- DIRECTIONS FOR THIS TASK
Would you give the listing back word for word once its pictures are removed?

- DATA FOR THE TASK

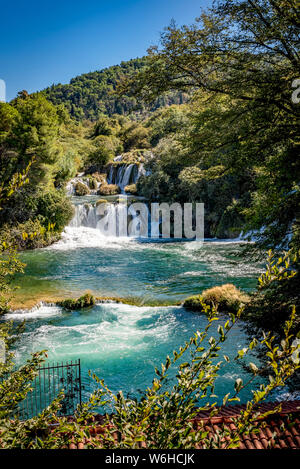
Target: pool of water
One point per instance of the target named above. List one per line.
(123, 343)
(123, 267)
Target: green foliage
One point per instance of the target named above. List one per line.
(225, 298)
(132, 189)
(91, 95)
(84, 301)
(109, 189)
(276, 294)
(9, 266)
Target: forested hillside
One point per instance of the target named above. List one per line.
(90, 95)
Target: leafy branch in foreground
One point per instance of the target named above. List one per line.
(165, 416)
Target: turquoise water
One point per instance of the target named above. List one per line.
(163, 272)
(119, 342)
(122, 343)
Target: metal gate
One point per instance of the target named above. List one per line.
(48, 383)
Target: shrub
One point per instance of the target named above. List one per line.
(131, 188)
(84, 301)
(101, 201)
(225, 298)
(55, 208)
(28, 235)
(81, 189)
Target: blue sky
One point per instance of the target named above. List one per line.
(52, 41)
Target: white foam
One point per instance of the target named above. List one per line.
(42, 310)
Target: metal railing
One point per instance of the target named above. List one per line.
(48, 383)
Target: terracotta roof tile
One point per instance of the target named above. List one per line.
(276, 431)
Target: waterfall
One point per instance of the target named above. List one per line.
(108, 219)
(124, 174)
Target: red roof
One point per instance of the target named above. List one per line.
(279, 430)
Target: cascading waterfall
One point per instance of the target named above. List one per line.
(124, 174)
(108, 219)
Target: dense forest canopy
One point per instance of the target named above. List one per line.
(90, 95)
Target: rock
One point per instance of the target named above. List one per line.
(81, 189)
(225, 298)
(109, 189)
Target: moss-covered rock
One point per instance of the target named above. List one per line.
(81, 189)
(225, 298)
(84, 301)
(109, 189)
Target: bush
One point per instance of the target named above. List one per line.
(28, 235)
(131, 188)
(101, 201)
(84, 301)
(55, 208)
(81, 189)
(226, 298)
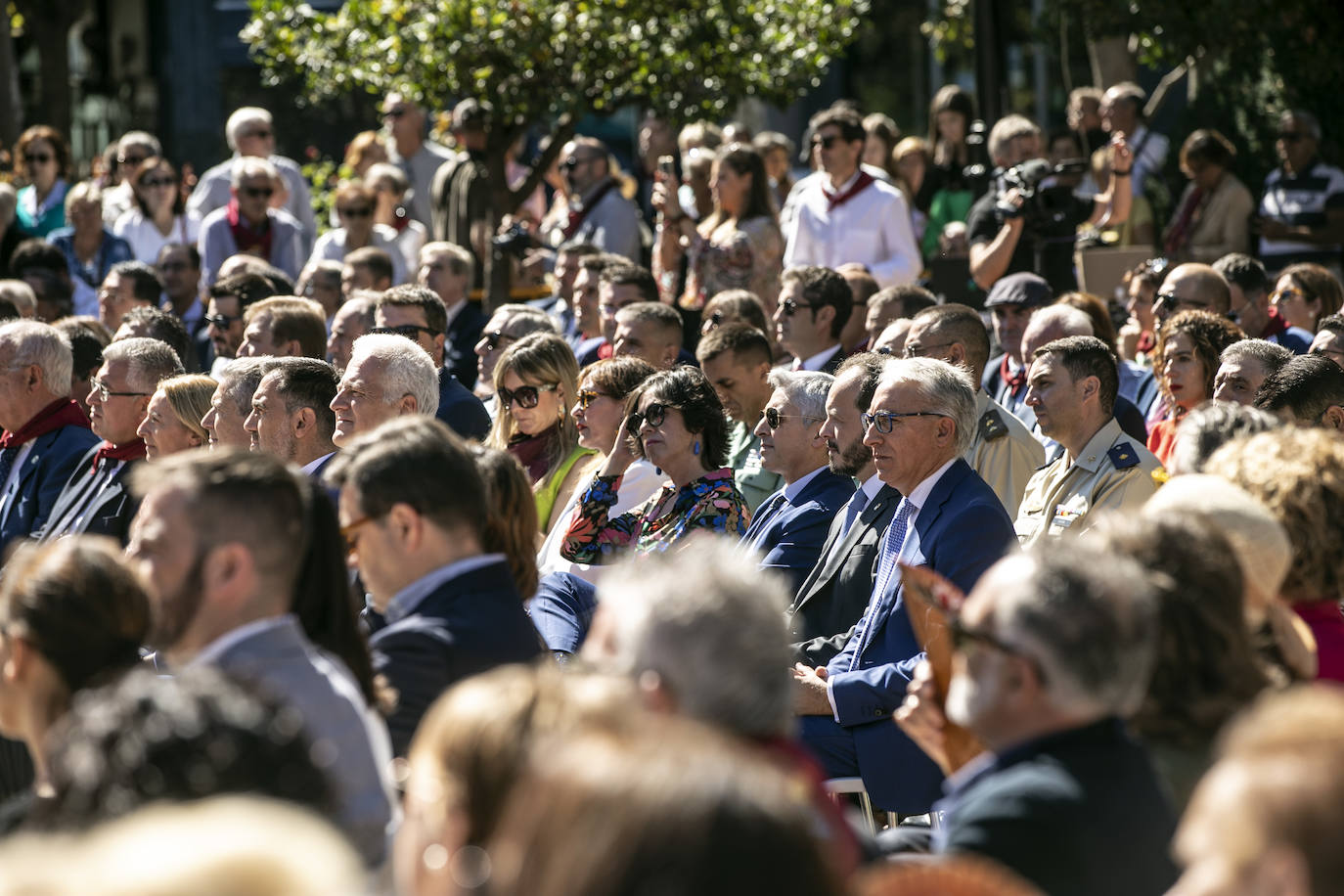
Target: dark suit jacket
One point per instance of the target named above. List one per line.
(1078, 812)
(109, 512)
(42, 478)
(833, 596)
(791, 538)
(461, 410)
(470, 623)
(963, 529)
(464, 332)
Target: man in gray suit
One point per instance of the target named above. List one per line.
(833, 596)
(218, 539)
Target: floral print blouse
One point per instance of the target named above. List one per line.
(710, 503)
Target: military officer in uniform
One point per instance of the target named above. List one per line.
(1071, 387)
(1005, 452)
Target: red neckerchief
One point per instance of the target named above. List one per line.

- RESPONSE
Target: pool of water
One point per instance of the target named above. List one per line.
(123, 343)
(123, 267)
Target: green foliage
One point per instance of the target named above. List one per line.
(225, 298)
(132, 189)
(91, 95)
(84, 301)
(109, 189)
(276, 294)
(9, 266)
Target: forested hillside
One point per instance of the target named above. List one per line.
(90, 95)
Target: leafy branch in foreground
One point per instance of the target named above. List one per line.
(165, 416)
Target: turquoise water
One point per instance of the target named above. List one per line.
(163, 272)
(119, 342)
(122, 343)
Target: metal gate
One point per instance of the target named above. List one per line.
(48, 383)
Target: shrub
One point per instance of the target named above. List one per line.
(131, 188)
(84, 301)
(101, 201)
(225, 298)
(55, 208)
(28, 235)
(81, 189)
Target: blue sky
One point per instance of the target named above. List one per line.
(52, 41)
Target: white foam
One point per instance of the target named above. List one per line.
(42, 310)
Target: metal railing
One point per instance of the target named above. List one per line.
(48, 383)
Target: terracotta roof tile
One point per instance of the target named above. List one per line.
(276, 431)
Target: waterfall
One point per instance of the target named above. List one per line.
(108, 219)
(124, 174)
Target: red roof
One point per instance of the target named above. List one per line.
(279, 430)
Target: cascading waterfall
One point per instance of the target named above. List one per line.
(124, 174)
(108, 219)
Target: dense forest canopy
One point per instance of the target named above. List one per line.
(90, 95)
Target: rock
One point per instance of the target named above. List one per line.
(81, 189)
(225, 298)
(109, 189)
Target: moss-covered rock
One point per instance of the target named above. List one per line.
(81, 189)
(225, 298)
(84, 301)
(109, 189)
Target: bush
One point per instance of the target named above. List one per line.
(28, 235)
(131, 188)
(101, 201)
(84, 301)
(55, 208)
(81, 189)
(226, 298)
Target: dark suit jacket
One point per instance of the target named above. List one per line.
(1078, 812)
(109, 512)
(42, 478)
(833, 596)
(791, 538)
(461, 410)
(470, 623)
(963, 529)
(464, 332)
Target: man in gray suit
One point per instance of the target named above. List one per line.
(833, 596)
(218, 539)
Target: floral print blouse
One point per instance of the target named above. List one per line.
(710, 503)
Target: military officer in uniform
One point per instance of the target named above. List one per line.
(1071, 387)
(1005, 452)
Target: red neckerchief
One point per instance of the target named above. List one per line.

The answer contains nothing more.